Challenge: Give the lines below as a two-column CSV with the columns "text" and "answer", one row for each line and its answer, each value in one quoted field with line breaks turned into spaces. Leave the pictures out of your answer.
------ Extracted material ------
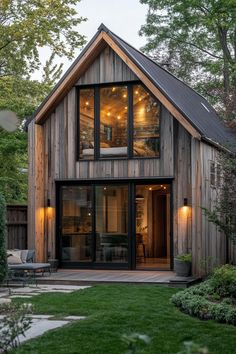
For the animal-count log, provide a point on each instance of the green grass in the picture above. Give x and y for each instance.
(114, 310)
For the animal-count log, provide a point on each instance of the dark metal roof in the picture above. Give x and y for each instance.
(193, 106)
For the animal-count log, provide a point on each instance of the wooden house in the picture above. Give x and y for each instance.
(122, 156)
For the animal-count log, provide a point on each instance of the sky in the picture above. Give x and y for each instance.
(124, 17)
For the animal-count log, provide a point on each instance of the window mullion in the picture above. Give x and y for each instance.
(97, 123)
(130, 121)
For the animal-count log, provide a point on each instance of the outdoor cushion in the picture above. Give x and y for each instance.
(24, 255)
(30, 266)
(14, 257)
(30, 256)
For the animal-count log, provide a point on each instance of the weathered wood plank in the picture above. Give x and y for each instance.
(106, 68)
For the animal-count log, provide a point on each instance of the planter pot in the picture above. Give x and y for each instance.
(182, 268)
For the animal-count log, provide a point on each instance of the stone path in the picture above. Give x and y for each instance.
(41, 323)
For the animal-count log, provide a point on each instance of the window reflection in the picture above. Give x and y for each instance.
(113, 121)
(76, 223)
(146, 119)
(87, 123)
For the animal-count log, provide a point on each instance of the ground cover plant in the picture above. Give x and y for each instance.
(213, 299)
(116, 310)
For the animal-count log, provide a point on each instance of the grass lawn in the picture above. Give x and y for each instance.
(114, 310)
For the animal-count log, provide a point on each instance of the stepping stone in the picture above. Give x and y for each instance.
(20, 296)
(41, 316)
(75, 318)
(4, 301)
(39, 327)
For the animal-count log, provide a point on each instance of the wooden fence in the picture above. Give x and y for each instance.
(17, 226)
------
Reply to the task:
text,answer
"For the animal-count log, provide a point on each instance of the green grass in the picture above. Give x and y for each instance.","(114, 310)"
"For the animal-count log, provide a point on each instance of the dark metal roof in the picture above. Give x and y for each instance.","(193, 106)"
"For the animal-count log, provide a point on each instance of the wooden house in the picture above. Give x and y for each instance.","(122, 156)"
"For the animal-count log, provide a point on each instance of the sky in the picture above. Give x and y for each instance.","(124, 17)"
"For the animal-count log, provide a point on each instance of the window mullion in the picture above. Give x and y for each instance.","(97, 123) (130, 121)"
"For the animal-count log, provide a point on each instance of the outdoor cushion in the picture above. Give x and y for each instance.","(24, 255) (30, 266) (14, 257) (30, 256)"
"For the animal-count log, provide a point on each instance of the weathered wood plank in the picture above. Give x and y for each instance.","(106, 68)"
"For the animal-count log, provide a point on each instance of the planter pot in the picture above. Give x and y for each instance.","(182, 268)"
"For the animal-count log, provide a point on each instance of the stone path in the picture above. Give x and y for each instance.","(41, 323)"
"For the animal-count log, provide a point on each instance of the window reflection in the picture above. Give x and y for each instance.","(113, 121) (76, 223) (146, 119) (87, 123)"
"For the animal-count log, provide a point on each instance of the ground cover plant in the picture above. Give x and y for each instance.","(213, 299) (116, 310)"
"For the animal-count log, provide a point on each instance of the grass lawn in the picture above. Give x and y for each instance.","(114, 310)"
"For the animal-count log, provide a point on each instance of the stepping stone in the picture above. Give x and y for each instance.","(20, 296) (41, 316) (75, 318) (4, 301) (39, 327)"
"For the animal-count log, provide a point on each instance of the wooden fence in the picture above. Give x and y for each instance.","(17, 226)"